*Page excerpt*.
━━━━
And that's pretty much that, in a nutshell. If I have a tendency toward loneliness, it's only because I've been lonely since I was a kid. As we'll see in the next part of the series, however, my checkered experience with friendships hasn't exactly helped the matter. 

I'll see you for that some time in the next few weeks.

6 comments:

Cindy M. said...

We've discussed some of our childhood similarities. I know I still feel like the same weird kid inside.
You're one of the nicest people I know. I think you're awesome. I think the ability and courage to be this honest is part of what makes you so attractive.

Patricia said...

This is very interesting. For me, loneliness in childhood came from two things: being surrounded by Mormons with huge families and the sad fact that I lived where all the boys were and all the girls weren't.

I too grew up with no extended family nearby. We did travel frequently to see my grandparents and Aunts, and they visited us. But there were no cousins on that side and the cousins on the other side were much older than us and lived on the other side of the country.
━━━━
*Given information*.

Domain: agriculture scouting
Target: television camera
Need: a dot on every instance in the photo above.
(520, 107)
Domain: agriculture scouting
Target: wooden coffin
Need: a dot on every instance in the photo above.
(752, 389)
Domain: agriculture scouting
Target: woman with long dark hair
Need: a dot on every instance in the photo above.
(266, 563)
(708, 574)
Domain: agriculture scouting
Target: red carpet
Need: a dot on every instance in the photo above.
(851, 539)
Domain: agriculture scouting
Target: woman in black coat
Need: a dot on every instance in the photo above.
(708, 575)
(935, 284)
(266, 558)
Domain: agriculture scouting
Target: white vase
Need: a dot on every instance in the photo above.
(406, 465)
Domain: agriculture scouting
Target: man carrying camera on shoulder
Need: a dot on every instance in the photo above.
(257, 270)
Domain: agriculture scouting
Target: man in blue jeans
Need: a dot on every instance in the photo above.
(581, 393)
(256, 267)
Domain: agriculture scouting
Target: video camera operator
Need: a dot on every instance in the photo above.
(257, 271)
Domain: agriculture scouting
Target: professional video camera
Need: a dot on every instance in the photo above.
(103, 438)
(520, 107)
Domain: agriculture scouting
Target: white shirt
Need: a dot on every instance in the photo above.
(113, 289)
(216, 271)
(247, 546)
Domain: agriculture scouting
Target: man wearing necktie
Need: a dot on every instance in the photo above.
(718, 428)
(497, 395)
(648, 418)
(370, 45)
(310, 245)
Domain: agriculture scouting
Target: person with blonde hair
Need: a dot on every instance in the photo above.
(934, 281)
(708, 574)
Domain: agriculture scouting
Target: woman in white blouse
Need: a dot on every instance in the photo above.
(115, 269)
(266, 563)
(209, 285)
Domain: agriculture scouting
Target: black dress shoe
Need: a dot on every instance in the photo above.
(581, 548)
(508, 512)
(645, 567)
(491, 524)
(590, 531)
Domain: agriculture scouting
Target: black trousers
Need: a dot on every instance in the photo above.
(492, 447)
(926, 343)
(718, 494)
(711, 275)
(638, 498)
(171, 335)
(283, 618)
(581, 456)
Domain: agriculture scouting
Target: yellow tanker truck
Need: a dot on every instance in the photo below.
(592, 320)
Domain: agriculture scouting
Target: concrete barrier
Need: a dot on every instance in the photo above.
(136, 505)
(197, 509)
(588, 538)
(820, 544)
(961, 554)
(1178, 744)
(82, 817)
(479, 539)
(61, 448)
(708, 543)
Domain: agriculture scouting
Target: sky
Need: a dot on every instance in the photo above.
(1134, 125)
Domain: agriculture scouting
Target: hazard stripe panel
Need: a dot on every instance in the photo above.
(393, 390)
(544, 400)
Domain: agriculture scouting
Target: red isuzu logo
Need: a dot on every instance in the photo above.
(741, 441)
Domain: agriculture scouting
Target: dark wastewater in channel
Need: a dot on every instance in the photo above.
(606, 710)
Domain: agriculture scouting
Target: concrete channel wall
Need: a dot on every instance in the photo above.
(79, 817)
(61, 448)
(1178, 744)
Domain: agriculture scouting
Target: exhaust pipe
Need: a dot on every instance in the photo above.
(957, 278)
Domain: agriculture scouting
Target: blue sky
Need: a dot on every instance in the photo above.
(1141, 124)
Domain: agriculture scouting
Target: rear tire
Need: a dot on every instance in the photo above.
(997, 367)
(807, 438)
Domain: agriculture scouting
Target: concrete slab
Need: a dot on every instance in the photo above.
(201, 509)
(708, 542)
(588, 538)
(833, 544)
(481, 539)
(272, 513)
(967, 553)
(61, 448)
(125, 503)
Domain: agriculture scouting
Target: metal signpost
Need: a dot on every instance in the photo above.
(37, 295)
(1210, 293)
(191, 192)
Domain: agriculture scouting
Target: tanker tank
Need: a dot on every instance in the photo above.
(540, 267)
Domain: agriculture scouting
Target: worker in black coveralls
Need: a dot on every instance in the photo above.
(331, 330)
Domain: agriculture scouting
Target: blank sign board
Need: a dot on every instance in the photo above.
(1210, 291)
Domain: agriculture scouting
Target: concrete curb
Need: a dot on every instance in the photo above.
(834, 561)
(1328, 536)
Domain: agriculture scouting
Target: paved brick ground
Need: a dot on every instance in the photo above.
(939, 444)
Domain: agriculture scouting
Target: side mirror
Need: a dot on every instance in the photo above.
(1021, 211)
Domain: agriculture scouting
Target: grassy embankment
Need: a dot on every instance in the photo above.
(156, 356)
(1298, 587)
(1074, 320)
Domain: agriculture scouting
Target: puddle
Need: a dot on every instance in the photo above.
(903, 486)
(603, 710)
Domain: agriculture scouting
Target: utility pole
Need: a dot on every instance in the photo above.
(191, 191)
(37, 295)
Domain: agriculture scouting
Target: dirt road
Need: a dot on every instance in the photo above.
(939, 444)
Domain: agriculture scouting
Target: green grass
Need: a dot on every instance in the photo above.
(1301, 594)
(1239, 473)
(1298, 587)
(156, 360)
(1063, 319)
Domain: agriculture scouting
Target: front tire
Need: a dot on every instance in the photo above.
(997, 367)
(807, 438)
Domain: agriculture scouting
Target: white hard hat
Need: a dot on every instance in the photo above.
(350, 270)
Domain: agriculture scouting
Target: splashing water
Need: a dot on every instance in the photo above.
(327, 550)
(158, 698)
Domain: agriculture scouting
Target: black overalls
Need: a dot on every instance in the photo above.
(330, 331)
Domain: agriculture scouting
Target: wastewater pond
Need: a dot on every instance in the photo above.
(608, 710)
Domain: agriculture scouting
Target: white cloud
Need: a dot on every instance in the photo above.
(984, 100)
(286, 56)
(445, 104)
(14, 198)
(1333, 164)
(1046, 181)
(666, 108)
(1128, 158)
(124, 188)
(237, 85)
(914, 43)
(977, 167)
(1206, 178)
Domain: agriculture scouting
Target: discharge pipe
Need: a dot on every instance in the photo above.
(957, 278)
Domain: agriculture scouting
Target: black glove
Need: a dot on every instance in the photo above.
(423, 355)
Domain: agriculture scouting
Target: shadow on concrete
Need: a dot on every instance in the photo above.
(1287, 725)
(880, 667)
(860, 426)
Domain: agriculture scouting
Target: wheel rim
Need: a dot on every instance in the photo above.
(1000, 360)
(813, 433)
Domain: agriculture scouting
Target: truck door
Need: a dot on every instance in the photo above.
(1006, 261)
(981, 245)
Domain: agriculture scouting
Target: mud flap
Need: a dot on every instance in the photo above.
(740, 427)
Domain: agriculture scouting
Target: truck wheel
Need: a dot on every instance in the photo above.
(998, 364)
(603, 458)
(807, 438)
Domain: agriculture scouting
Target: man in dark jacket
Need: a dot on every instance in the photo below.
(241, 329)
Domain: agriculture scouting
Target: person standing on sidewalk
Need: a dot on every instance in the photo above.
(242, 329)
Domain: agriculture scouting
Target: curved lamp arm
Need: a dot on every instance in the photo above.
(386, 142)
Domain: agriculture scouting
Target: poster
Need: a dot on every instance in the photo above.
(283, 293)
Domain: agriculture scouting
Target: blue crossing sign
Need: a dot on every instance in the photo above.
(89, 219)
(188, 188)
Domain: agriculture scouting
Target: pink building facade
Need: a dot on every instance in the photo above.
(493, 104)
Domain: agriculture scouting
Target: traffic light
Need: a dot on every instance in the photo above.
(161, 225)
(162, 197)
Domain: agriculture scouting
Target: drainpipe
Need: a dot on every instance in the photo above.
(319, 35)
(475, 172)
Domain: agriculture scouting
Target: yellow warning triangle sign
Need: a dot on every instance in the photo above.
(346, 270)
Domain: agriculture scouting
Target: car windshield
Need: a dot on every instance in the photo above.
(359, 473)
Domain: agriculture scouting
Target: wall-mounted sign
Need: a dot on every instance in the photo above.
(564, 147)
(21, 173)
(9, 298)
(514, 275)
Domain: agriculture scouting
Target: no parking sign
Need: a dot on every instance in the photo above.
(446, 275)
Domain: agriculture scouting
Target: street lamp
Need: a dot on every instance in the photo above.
━━━━
*Exercise instructions*.
a) Answer these questions about the blog excerpt, one per line:
(i) Since what time of life has the writer of the post been lonely?
(ii) What does Cindy M. say she still feels like inside?
(iii) Whom did Patricia's family travel frequently to see?
b) Rewrite the blog excerpt from "This is very" to "of the country.", replacing "grandparents" with "great-grandparents".
Nothing in the listing is needed here.

*Task-by-task answers*.
a)
(i) Since childhood, when the writer was a kid.
(ii) The same weird kid.
(iii) Patricia's grandparents and aunts.

b)
This is very interesting. For me, loneliness in childhood came from two things: being surrounded by Mormons with huge families and the sad fact that I lived where all the boys were and all the girls weren't.

I too grew up with no extended family nearby. We did travel frequently to see my great-grandparents and Aunts, and they visited us. But there were no cousins on that side and the cousins on the other side were much older than us and lived on the other side of the country.